#### [WHAT THE EXERCISE ASKS]
Please output the entries below unchanged, starting with their very first line and ending with the line that contains "(1056, 355)", including that line.

#### [RECORDS PROVIDED]
----

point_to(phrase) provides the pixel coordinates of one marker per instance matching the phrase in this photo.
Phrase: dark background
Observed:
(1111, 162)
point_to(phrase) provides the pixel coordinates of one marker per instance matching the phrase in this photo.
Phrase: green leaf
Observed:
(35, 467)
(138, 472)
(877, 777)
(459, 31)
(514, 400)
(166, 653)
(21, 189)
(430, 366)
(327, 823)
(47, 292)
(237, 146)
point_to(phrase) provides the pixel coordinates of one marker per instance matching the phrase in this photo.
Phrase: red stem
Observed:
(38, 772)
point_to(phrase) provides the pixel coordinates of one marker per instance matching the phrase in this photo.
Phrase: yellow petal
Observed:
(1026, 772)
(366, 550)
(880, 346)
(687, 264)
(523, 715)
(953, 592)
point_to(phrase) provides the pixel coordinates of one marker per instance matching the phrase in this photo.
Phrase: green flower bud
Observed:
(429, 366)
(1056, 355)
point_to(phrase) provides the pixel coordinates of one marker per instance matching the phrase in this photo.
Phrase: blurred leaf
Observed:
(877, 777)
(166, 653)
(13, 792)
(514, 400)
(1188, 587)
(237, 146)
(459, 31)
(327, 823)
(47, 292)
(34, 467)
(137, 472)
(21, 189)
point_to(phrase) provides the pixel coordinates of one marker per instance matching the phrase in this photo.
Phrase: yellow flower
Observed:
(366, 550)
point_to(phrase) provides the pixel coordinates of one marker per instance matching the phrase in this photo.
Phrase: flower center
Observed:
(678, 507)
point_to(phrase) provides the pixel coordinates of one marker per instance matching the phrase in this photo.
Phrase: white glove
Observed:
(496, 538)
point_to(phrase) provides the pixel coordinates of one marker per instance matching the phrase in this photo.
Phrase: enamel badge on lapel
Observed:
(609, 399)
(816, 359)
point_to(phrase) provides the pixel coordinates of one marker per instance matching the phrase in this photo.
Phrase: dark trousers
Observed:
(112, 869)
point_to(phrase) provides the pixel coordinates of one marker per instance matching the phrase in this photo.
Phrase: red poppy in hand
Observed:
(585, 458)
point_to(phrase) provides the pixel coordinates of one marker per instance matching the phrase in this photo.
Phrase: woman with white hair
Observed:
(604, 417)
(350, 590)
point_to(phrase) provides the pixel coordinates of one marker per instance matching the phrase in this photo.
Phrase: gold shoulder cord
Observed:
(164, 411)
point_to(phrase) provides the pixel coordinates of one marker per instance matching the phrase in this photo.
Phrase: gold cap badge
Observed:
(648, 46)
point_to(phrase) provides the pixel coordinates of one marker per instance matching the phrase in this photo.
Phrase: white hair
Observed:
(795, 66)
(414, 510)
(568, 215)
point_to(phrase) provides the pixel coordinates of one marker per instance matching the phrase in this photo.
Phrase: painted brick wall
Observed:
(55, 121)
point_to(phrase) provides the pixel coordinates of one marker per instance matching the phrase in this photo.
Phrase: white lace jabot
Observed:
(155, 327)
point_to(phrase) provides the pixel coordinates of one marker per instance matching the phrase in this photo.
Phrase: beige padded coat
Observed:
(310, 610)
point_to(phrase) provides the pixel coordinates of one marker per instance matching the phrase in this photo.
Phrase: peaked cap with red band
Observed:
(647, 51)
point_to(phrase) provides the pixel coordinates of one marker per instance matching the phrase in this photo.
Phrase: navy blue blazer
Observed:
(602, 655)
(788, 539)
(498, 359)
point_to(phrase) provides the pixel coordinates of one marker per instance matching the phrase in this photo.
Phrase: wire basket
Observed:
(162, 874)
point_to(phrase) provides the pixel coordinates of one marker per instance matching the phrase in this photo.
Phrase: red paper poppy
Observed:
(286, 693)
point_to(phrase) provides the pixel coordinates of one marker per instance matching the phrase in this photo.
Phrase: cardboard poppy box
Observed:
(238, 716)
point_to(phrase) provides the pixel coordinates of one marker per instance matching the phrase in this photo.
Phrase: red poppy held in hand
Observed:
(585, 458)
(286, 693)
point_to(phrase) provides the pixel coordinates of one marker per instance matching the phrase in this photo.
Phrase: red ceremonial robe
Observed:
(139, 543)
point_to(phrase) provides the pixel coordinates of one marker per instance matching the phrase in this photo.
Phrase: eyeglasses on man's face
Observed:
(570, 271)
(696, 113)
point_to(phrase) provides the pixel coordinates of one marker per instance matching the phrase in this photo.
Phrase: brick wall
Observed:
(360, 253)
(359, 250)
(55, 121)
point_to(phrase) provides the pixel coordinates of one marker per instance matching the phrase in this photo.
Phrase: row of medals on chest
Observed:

----

#### [TASK RESULT]
point_to(phrase) provides the pixel coordinates of one marker per instance matching the phrase in this photo.
Phrase: dark background
Observed:
(1111, 162)
point_to(phrase) provides the pixel coordinates of one marker per instance matching the phrase in this photo.
Phrase: green leaf
Observed:
(35, 467)
(138, 472)
(877, 777)
(459, 31)
(514, 400)
(166, 653)
(21, 189)
(430, 366)
(327, 823)
(47, 292)
(237, 146)
point_to(phrase) provides the pixel coordinates of one marker per instance matching the phrase in this photo.
Phrase: red stem
Observed:
(38, 772)
point_to(phrase) provides the pixel coordinates of one marker per instance matching the phrase in this photo.
Phrase: yellow petal
Observed:
(1026, 772)
(366, 550)
(880, 346)
(687, 264)
(523, 715)
(953, 592)
point_to(phrase) provides the pixel coordinates of one marker per instance matching the phrase in this photo.
Phrase: green flower bud
Observed:
(429, 366)
(1056, 355)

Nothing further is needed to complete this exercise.